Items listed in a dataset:
——

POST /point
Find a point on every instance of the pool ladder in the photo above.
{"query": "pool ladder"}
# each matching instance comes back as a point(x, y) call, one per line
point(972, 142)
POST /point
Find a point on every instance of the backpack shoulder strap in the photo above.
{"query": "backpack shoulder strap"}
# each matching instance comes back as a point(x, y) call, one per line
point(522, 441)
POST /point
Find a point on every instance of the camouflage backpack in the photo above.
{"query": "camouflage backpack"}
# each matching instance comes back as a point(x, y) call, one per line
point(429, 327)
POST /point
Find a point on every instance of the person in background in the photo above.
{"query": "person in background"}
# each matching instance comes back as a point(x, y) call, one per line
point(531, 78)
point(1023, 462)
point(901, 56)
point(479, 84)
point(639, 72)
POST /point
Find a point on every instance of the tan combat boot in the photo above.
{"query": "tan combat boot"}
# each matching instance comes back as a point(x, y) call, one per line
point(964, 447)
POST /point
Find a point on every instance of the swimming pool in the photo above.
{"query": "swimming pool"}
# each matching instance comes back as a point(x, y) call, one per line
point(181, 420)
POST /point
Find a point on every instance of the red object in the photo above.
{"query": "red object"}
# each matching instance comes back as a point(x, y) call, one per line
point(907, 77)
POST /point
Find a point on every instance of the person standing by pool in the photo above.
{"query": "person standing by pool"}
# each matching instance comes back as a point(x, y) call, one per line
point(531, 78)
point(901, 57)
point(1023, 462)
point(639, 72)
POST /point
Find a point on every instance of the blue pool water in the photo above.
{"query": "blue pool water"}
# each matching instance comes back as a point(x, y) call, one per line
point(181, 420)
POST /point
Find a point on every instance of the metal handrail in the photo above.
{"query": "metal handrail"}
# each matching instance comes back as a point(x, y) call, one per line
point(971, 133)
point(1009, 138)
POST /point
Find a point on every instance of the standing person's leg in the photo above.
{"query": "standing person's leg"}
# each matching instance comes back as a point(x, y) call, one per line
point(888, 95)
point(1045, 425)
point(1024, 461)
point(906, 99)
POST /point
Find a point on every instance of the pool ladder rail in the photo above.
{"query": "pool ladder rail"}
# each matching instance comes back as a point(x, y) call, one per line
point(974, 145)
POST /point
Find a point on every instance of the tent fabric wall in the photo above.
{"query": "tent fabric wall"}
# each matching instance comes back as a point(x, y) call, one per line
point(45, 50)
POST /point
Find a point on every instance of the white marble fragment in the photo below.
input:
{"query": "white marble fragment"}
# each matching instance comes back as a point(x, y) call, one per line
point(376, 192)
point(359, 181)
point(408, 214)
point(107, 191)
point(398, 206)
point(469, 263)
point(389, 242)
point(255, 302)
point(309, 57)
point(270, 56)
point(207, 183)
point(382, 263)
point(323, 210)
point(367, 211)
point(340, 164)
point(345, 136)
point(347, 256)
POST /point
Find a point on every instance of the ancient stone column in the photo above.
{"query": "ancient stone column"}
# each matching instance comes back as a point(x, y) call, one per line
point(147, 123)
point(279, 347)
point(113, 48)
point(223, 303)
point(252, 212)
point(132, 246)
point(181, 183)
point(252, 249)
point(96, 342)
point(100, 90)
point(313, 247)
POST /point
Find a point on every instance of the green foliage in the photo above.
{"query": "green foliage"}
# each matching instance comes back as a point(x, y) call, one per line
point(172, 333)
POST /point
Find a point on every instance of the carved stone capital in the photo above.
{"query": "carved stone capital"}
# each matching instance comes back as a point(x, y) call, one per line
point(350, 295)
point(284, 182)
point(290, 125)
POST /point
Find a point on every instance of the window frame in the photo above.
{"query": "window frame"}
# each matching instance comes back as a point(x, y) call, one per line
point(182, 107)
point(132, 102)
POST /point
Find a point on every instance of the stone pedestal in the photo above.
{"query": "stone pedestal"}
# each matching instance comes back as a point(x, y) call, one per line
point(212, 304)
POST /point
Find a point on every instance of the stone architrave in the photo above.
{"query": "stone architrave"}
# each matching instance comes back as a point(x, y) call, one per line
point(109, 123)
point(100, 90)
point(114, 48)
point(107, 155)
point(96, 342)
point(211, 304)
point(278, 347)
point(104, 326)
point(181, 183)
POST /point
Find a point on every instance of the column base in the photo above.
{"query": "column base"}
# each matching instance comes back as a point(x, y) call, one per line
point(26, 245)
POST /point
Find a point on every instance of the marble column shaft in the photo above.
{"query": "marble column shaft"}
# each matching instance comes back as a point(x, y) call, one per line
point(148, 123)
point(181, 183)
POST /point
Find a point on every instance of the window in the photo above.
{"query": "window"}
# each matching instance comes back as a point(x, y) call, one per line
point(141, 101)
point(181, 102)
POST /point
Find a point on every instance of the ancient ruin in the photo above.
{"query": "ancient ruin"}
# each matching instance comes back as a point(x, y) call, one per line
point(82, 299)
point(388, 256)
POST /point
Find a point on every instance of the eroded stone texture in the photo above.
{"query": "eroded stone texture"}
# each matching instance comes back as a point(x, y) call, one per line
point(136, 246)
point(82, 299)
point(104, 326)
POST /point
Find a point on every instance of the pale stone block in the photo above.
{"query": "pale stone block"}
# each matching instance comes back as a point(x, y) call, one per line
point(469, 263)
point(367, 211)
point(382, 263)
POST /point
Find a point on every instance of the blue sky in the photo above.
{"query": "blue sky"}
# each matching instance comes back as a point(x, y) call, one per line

——

== Stated exercise ==
Rewrite all of the lines above, substituting "Locate a point on each instance of" for every occurrence of "Find a point on every instance of" and leaving everything else as it is.

== Output of the task ==
POST /point
Locate a point on each instance of the pool ladder in the photo above.
{"query": "pool ladder"}
# each matching instance comes back as a point(x, y) call, one per line
point(972, 142)
POST /point
Locate a point on each instance of the backpack shoulder strap in the photo above.
{"query": "backpack shoulder strap"}
# each matching instance comes back as a point(x, y) call, one per line
point(522, 441)
POST /point
Locate a point on each instance of the camouflage backpack in the photo above.
{"query": "camouflage backpack"}
# each matching instance comes back as a point(x, y) call, one per line
point(429, 327)
POST /point
Locate a point on each instance of the person in background in the photo above.
{"query": "person in background"}
# each matching instance comes back as a point(x, y) call, one per line
point(531, 78)
point(1023, 462)
point(901, 56)
point(479, 84)
point(639, 72)
POST /point
Locate a point on each instance of the tan combat boot in the photo above.
{"query": "tan combat boot"}
# each matching instance comes back as a point(x, y) call, one per line
point(964, 447)
POST /point
Locate a point on each instance of the swimming pool in the photo above.
{"query": "swimming pool"}
# each matching instance comes back as a point(x, y) call, one per line
point(181, 420)
POST /point
Locate a point on each instance of the red object in the photo above.
{"query": "red object"}
# each matching instance comes back as a point(x, y) call, one per line
point(907, 77)
POST /point
Locate a point on each instance of the person standing by pool in the photo above.
{"query": "person standing by pool"}
# each matching instance comes back as a point(x, y) call, one per line
point(531, 78)
point(901, 57)
point(1023, 462)
point(639, 72)
POST /point
Locate a point on each instance of the blue pool water in the photo above.
{"query": "blue pool water"}
# each matching instance comes back as a point(x, y) call, one per line
point(181, 420)
POST /point
Locate a point on each instance of the metal handrail in the photo above.
{"query": "metal handrail"}
# each matching instance comes back as a point(x, y) call, one per line
point(971, 133)
point(1009, 138)
POST /point
Locate a point on each instance of the standing person's leg in the photo above.
{"query": "standing person's leg"}
# each matching instance comes back as a point(x, y) call, one per line
point(888, 95)
point(1045, 425)
point(1024, 461)
point(906, 99)
POST /point
Locate a point on each instance of the pool ladder rail in the photo above.
{"query": "pool ladder rail"}
# each matching instance comes back as a point(x, y) call, one per line
point(974, 145)
POST /point
Locate a point on each instance of the tent fabric wall in the photo above.
{"query": "tent fabric wall"}
# each matching instance comes back as a point(x, y) call, one per line
point(45, 50)
POST /point
Locate a point on each instance of the white marble fragment in the photo below.
input:
{"query": "white marble fragment"}
# each matching instance comes back as a point(x, y) call, one per line
point(376, 192)
point(359, 181)
point(408, 214)
point(107, 191)
point(398, 206)
point(469, 263)
point(389, 242)
point(255, 302)
point(309, 57)
point(270, 56)
point(207, 183)
point(382, 263)
point(323, 210)
point(367, 211)
point(340, 164)
point(345, 136)
point(347, 256)
POST /point
Locate a point on each instance of the ancient stone column in the photo above.
{"query": "ancient stone column"}
# each matching instance comes back as a point(x, y) call, one per line
point(147, 123)
point(279, 347)
point(113, 48)
point(223, 303)
point(252, 212)
point(132, 246)
point(181, 183)
point(252, 249)
point(96, 342)
point(100, 90)
point(313, 247)
POST /point
Locate a point on each instance of the green foliage in the photo above.
{"query": "green foliage"}
# each matching instance comes back as a point(x, y) call, one per line
point(172, 333)
POST /point
Locate a point on each instance of the carved stone capital in the photo above.
{"query": "carved stone capital"}
# each matching instance comes back as a point(x, y) call, one per line
point(350, 295)
point(284, 182)
point(290, 125)
POST /point
Locate a point on each instance of the window frame in the photo above.
{"query": "window frame"}
# each matching instance comes back as a point(x, y) call, one per line
point(182, 107)
point(132, 102)
POST /point
Locate a point on each instance of the stone pedestal in the photo above.
{"query": "stone pedestal"}
# each matching instance comes back as a point(x, y) call, one per line
point(212, 304)
POST /point
Locate a point on each instance of the stone architrave in the photo above.
{"query": "stone architrave"}
# each matching instance comes back as a point(x, y) call, one per line
point(109, 123)
point(100, 90)
point(114, 48)
point(107, 155)
point(96, 342)
point(211, 304)
point(278, 347)
point(104, 326)
point(181, 183)
POST /point
Locate a point on each instance of the column base in the photo above.
{"query": "column base"}
# each matching instance comes back as a point(x, y) call, one per line
point(26, 245)
POST /point
Locate a point on each instance of the marble column shaft in the photo above.
{"query": "marble column shaft"}
# each matching instance comes back as a point(x, y) call, one per line
point(148, 123)
point(181, 183)
POST /point
Locate a point on each instance of the window in the photo above.
{"query": "window"}
# each matching instance comes back as a point(x, y) call, one per line
point(141, 101)
point(181, 102)
POST /point
Locate a point on each instance of the ancient ruin in the photo above.
{"query": "ancient ruin"}
# each matching instance comes back as a point(x, y) call, one per line
point(82, 299)
point(388, 256)
POST /point
Locate a point on each instance of the eroded stone texture in the photo above.
{"query": "eroded stone texture"}
# each matching instance comes back as a point(x, y) call, one per line
point(136, 246)
point(82, 299)
point(104, 326)
POST /point
Locate a point on each instance of the pale stone block in the photo above.
{"query": "pale stone block"}
# each matching instance comes back as a point(x, y) call, one per line
point(469, 263)
point(367, 211)
point(382, 263)
POST /point
Locate a point on each instance of the blue sky in the photo above.
{"query": "blue sky"}
# each matching instance comes back as a point(x, y) call, one per line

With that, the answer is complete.